Written request 1: In the passage on the next financial crisis, write out the text starting at the words "Speaking of the" and ending after "reached the mainstream.".
Written request 2: What does the passage on the next financial crisis call the foundation of all financial market debt?

Text provided:
▬▬▬▬▬▬

Speaking of the next financial crisis, it seems to become a popular sport to talk about a next looming crisis. Pessimistic votes of all sorts of crash prophets have reached the mainstream.
A sober, albeit somewhat simplistic, view of the current situation on financial markets makes one understand why critical voices are increasingly being listened to. Commercial banks are permanently dependent on new reserves in the form of liquidity injections by central banks. Negative interest rates on financial products are accumulating and spreading through the financial system. Global over-indebtedness measured by the worldwide gross domestic product is also constantly reaching new highs. A growing number of people - including financial experts - are therefore asking themselves: Quo vadis financial system?
A view that is gaining in popularity is that of declaring government debt, which is the foundation of all financial market debt, irrelevant. Especially representatives of the "Modern Monetary Theory" or MMT are making such claims. This theory, which is not at all modern, but in fact very old, holds that the state does not need creditors because it can create funds in its own currency at will. As a monetary sovereign, the state is therefore not dependent on borrowing on the market in the form of government bonds. It should much rather create the money itself via the central bank incorporated into it.

▬▬▬▬▬▬

Entries provided:
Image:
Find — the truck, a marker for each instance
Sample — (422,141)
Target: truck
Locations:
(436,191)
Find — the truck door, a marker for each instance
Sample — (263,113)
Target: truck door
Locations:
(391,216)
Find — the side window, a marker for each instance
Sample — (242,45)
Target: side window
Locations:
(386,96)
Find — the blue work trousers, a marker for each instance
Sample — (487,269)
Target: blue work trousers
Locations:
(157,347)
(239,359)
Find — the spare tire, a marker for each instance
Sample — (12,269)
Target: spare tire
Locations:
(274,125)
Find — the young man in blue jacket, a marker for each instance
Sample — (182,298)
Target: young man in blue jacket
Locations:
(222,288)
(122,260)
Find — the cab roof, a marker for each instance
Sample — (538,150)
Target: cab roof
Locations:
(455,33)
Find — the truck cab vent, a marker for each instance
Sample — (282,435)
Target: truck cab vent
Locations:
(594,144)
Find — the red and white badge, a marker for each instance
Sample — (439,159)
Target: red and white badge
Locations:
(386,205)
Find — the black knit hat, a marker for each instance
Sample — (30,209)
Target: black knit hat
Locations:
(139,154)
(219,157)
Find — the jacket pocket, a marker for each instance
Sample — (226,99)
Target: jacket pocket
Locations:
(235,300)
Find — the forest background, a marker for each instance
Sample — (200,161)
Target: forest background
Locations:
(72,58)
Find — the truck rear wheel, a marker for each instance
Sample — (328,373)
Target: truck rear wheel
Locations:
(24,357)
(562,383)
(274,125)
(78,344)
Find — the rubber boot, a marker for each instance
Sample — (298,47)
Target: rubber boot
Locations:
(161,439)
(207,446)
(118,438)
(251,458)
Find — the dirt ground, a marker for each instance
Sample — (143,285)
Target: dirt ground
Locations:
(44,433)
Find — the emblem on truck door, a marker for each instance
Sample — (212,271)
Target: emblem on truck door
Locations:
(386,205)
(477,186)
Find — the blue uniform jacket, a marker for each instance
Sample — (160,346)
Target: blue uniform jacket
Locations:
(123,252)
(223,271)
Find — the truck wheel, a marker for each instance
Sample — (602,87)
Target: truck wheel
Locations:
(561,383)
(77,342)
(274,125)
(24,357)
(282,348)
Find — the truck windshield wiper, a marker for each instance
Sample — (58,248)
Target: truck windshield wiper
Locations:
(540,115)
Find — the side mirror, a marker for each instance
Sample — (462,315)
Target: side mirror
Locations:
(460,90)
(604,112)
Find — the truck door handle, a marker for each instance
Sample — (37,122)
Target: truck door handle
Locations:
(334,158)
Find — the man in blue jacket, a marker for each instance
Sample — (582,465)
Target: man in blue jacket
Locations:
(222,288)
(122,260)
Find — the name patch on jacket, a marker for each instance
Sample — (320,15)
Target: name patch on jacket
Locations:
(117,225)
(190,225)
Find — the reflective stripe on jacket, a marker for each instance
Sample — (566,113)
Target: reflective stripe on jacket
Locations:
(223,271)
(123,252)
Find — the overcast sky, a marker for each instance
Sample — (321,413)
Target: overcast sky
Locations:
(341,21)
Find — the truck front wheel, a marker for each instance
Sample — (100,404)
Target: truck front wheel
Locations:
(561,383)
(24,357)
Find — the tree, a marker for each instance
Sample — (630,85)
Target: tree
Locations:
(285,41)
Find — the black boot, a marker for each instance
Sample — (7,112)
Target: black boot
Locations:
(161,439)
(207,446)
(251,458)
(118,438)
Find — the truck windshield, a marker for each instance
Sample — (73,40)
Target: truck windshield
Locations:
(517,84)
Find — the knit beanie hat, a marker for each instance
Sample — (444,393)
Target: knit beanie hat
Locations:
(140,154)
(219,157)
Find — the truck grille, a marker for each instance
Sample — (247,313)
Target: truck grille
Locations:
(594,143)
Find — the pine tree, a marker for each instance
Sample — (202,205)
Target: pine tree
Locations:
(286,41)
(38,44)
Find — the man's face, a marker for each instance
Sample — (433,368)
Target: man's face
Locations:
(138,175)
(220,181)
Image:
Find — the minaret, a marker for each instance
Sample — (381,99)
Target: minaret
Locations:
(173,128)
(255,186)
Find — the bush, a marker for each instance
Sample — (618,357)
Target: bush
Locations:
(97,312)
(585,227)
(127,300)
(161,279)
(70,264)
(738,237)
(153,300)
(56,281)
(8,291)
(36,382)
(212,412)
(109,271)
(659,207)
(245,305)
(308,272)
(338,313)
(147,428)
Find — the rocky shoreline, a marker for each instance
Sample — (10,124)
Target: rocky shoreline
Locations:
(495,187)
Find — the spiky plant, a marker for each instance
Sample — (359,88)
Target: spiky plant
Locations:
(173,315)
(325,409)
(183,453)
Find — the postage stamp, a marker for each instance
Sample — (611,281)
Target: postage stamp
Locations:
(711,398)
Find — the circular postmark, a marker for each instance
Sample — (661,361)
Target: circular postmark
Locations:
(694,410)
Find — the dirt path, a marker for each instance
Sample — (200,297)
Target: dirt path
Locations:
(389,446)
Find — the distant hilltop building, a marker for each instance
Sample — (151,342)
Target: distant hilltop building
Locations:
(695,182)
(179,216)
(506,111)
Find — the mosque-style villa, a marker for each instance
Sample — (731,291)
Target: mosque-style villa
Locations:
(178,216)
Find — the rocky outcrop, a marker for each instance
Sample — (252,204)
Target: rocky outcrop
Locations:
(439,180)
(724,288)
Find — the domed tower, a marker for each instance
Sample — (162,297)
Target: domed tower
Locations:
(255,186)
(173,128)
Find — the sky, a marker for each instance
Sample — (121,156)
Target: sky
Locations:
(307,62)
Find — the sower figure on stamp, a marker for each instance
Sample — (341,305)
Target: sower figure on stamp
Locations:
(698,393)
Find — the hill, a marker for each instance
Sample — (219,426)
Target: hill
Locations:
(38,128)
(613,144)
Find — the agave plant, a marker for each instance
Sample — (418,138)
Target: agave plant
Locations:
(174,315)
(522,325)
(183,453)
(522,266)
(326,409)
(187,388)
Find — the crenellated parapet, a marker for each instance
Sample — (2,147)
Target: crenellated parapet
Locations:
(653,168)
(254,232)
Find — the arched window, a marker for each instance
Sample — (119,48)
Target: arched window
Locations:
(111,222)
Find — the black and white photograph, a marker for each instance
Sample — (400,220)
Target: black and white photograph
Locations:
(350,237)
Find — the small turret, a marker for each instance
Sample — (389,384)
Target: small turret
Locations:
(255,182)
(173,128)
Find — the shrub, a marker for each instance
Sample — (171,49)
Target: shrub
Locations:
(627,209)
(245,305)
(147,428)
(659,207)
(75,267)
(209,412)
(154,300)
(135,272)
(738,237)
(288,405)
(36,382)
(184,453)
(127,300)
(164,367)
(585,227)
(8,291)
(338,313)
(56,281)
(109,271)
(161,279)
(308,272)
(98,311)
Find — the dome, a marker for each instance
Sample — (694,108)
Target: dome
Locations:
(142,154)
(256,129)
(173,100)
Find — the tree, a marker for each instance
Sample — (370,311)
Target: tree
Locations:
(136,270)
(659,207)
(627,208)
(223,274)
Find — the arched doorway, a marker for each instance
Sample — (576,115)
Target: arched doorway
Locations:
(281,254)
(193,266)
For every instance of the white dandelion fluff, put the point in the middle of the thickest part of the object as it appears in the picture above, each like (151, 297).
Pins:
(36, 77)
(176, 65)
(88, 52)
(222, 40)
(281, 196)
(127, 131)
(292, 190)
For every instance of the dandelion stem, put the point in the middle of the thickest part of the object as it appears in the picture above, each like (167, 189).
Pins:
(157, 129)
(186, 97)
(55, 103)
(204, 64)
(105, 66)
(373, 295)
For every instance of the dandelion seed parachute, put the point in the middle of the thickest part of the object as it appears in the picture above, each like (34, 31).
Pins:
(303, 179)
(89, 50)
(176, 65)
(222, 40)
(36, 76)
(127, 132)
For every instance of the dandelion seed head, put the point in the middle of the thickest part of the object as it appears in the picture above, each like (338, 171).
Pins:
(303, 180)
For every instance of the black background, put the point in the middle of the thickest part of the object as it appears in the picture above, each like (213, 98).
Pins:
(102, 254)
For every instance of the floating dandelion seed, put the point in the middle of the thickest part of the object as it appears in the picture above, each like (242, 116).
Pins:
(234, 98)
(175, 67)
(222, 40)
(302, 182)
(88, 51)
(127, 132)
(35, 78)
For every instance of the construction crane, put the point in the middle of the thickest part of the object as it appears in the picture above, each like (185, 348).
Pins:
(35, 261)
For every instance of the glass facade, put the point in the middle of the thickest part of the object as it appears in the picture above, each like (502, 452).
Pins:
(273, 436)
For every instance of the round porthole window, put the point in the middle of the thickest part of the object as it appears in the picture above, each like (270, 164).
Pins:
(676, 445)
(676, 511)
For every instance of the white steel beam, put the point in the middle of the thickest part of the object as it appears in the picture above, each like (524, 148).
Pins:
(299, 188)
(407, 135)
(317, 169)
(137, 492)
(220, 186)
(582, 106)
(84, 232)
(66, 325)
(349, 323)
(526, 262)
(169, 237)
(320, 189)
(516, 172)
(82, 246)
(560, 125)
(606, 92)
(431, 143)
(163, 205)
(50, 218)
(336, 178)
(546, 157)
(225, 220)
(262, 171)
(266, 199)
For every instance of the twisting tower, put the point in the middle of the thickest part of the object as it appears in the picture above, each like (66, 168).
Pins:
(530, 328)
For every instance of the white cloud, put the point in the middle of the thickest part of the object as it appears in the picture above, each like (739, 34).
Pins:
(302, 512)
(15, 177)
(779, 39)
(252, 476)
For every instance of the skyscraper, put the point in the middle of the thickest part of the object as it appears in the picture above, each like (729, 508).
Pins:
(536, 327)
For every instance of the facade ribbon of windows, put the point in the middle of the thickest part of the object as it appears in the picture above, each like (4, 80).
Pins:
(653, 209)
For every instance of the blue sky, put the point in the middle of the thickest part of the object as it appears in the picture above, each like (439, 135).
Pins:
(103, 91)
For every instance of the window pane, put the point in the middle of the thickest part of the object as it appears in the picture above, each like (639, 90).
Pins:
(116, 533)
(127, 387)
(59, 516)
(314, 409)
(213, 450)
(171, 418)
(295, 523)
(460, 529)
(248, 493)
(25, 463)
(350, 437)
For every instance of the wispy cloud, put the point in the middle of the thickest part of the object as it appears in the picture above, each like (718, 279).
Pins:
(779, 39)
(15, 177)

▬▬▬▬▬▬

Correct result 1:
Speaking of the next financial crisis, it seems to become a popular sport to talk about a next looming crisis. Pessimistic votes of all sorts of crash prophets have reached the mainstream.

Correct result 2: Government debt.